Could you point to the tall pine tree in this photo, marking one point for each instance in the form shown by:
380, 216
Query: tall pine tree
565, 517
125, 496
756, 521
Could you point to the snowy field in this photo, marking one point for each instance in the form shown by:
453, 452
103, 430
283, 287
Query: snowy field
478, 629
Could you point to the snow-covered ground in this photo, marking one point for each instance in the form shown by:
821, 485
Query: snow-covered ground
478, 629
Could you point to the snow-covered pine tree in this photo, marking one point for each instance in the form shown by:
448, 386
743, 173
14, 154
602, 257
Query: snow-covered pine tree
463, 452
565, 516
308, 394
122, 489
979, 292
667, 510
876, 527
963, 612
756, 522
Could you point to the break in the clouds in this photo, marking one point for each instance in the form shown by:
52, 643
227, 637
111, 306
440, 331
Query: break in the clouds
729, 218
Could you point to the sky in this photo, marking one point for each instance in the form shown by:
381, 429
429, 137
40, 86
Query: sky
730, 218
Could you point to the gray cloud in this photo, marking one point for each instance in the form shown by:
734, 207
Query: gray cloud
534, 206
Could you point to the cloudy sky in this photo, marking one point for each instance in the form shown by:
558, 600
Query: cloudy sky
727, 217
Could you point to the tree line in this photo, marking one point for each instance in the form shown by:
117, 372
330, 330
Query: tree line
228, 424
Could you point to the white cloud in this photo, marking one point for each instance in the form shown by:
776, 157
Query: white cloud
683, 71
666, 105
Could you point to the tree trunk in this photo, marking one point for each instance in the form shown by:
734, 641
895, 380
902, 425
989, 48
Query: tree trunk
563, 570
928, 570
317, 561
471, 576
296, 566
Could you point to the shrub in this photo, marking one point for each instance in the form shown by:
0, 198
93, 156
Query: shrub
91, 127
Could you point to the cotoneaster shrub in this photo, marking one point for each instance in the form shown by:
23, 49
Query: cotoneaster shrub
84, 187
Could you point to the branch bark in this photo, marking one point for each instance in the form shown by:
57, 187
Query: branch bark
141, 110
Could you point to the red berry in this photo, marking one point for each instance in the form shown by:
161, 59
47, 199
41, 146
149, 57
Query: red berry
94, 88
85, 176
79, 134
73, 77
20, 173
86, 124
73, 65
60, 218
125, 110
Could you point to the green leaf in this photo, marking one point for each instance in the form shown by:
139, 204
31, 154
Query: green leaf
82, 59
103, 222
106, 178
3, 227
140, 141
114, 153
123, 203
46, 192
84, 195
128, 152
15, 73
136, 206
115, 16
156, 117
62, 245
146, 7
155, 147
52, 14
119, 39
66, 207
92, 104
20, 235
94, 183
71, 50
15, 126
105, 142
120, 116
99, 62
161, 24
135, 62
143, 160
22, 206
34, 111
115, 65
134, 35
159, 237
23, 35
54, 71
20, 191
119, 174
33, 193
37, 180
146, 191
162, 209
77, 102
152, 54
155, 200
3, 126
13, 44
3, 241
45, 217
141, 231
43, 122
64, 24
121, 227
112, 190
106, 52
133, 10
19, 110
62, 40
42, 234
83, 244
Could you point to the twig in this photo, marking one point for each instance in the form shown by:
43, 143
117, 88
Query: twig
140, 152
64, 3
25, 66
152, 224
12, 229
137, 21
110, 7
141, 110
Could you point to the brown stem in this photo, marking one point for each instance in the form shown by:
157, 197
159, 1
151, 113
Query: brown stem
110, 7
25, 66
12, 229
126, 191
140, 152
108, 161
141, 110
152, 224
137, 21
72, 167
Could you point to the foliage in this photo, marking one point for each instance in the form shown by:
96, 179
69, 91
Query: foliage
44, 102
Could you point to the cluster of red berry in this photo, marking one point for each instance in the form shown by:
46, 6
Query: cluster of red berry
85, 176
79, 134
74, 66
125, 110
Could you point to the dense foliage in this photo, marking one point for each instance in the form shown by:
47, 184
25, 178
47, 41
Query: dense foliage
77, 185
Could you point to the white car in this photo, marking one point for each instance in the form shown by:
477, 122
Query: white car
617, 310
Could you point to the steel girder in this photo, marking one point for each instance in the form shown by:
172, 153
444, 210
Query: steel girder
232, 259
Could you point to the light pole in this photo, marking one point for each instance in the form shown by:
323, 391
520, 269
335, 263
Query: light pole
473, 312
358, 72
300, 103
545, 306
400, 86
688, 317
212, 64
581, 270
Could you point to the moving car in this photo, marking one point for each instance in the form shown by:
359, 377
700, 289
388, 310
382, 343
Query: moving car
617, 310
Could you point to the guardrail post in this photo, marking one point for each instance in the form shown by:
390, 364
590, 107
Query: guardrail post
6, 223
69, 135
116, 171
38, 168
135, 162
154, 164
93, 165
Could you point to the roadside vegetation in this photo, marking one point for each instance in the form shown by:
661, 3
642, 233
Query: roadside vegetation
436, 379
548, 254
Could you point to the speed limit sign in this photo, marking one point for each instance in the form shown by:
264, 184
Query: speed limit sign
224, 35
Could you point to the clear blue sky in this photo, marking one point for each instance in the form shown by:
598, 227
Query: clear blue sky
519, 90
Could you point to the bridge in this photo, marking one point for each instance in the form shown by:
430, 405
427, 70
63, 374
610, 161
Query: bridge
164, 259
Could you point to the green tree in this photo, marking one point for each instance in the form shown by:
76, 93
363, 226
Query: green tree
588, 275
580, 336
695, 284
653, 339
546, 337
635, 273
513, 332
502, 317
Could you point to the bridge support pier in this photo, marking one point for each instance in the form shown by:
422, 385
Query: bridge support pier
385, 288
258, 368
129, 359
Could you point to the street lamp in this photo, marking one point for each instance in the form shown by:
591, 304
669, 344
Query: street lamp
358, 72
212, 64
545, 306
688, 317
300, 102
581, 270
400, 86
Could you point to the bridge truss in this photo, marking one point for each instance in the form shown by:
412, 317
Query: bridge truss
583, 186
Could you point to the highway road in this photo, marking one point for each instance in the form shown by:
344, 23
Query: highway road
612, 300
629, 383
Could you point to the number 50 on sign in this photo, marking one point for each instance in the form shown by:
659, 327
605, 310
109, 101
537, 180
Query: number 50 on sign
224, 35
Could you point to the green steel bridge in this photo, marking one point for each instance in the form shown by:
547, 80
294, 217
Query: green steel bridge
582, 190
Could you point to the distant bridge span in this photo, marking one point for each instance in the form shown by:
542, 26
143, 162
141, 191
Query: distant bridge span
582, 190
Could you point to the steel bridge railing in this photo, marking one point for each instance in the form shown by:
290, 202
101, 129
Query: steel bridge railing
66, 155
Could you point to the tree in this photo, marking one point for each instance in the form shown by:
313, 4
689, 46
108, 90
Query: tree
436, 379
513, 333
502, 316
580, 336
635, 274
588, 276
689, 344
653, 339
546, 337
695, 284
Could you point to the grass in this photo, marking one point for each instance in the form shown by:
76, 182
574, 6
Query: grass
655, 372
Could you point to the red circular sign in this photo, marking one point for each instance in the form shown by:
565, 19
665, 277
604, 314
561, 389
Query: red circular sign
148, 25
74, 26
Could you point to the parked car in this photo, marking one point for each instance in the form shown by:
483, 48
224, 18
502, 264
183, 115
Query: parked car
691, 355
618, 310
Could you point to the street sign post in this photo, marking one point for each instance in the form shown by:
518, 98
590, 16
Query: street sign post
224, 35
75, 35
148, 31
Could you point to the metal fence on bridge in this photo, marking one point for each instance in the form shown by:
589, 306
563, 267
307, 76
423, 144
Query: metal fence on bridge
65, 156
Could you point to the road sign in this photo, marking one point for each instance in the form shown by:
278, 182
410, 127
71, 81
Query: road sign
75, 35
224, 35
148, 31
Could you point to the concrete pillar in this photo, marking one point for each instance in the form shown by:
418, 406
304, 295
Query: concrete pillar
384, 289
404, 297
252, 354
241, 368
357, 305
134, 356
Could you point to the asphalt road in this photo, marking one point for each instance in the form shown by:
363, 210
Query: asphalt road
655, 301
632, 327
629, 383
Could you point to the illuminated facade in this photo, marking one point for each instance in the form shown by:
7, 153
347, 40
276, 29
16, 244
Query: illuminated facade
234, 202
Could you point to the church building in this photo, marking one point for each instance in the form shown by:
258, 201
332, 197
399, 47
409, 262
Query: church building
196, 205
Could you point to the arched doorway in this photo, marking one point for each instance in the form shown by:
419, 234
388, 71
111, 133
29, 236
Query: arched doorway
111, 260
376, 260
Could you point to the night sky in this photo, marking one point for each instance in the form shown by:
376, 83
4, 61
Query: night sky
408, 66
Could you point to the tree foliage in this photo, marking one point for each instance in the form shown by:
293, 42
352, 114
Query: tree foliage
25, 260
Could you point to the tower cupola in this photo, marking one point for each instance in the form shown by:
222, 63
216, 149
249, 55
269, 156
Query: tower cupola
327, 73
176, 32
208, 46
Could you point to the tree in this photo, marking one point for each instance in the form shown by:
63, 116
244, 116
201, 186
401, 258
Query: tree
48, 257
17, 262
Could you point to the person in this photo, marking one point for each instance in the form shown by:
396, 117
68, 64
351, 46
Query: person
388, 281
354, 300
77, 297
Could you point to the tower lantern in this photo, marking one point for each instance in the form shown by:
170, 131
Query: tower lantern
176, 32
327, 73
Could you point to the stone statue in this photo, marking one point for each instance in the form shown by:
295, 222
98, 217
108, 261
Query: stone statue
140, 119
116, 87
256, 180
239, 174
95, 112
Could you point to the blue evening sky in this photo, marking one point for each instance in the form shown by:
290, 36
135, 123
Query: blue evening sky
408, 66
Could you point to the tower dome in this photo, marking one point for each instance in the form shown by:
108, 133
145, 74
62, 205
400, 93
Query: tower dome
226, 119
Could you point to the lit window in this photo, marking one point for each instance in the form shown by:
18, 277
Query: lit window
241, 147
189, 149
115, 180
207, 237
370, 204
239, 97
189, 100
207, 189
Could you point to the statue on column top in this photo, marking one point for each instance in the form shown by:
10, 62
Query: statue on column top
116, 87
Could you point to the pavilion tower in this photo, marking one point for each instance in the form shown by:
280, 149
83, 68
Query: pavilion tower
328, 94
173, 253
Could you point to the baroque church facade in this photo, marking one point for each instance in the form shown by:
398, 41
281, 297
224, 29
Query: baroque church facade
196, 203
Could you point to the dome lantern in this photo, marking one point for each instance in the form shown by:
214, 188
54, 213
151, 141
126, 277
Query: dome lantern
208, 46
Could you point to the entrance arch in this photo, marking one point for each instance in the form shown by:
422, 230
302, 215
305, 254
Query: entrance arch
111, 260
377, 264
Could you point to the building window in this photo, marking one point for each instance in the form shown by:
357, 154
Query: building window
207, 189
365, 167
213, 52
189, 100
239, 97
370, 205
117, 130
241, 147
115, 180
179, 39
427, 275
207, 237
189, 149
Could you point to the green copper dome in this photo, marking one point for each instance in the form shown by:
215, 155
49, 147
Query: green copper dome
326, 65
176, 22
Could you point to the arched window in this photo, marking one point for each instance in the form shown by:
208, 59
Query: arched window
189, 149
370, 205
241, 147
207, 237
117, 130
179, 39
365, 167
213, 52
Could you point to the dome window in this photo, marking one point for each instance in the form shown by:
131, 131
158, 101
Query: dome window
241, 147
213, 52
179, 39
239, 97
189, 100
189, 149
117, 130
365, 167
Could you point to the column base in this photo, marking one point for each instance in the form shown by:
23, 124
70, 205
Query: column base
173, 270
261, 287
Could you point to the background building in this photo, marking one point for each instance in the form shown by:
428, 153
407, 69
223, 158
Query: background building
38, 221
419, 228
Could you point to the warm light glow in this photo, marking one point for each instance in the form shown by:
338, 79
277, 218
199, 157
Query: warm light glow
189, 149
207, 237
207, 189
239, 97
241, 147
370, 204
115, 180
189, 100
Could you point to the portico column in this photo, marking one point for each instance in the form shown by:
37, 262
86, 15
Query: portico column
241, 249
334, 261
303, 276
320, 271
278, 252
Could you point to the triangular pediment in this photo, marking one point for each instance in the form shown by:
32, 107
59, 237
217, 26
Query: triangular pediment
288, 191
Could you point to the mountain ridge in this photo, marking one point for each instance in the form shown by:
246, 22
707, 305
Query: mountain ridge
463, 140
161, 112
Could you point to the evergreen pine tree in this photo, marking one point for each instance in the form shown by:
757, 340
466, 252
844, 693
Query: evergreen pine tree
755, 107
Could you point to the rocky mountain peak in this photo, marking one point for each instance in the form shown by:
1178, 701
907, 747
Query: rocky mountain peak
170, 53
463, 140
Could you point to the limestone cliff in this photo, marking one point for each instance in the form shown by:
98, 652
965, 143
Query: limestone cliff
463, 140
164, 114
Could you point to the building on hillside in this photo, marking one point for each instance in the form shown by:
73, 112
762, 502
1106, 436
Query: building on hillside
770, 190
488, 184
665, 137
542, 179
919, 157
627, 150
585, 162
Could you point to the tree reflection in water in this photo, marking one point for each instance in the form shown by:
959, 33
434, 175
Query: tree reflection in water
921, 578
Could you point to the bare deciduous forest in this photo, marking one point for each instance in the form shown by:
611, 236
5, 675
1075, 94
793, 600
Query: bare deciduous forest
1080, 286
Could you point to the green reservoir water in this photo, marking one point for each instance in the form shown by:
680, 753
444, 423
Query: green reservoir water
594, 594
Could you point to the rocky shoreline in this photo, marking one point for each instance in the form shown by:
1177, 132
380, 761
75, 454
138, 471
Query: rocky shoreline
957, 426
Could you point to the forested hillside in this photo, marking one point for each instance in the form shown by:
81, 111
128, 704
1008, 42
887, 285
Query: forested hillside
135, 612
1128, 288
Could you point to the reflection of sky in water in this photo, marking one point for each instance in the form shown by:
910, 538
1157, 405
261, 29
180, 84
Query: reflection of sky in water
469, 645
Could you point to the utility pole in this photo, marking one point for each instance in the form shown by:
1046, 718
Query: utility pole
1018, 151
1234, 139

- Instructions for the task:
Transcribe, word for word, every line from the one containing "Could you point to the green reservoir" through the final line of the entries, and nothing else.

- Reply to the task:
Could you point to the green reservoir water in this photo, marking one point for each instance in the form shown by:
680, 753
444, 423
Query: green reservoir water
594, 594
Could you point to the rocky shoreline in this photo, marking one point for each instance in the form shown by:
1177, 132
380, 761
75, 454
138, 471
Query: rocky shoreline
957, 426
Could you point to the forested hillside in this photo, marking one point for each instance in the form shown by:
81, 111
128, 704
1008, 42
887, 285
Query: forested hillside
135, 612
1128, 288
Could you point to the reflection of sky in water in this photo, marking one point for each instance in the form shown by:
910, 538
1157, 405
261, 29
180, 84
Query: reflection of sky in water
469, 645
Could you point to the utility pole in this photo, marking one point for each instance in the form shown by:
1046, 718
Query: utility pole
1018, 151
1234, 139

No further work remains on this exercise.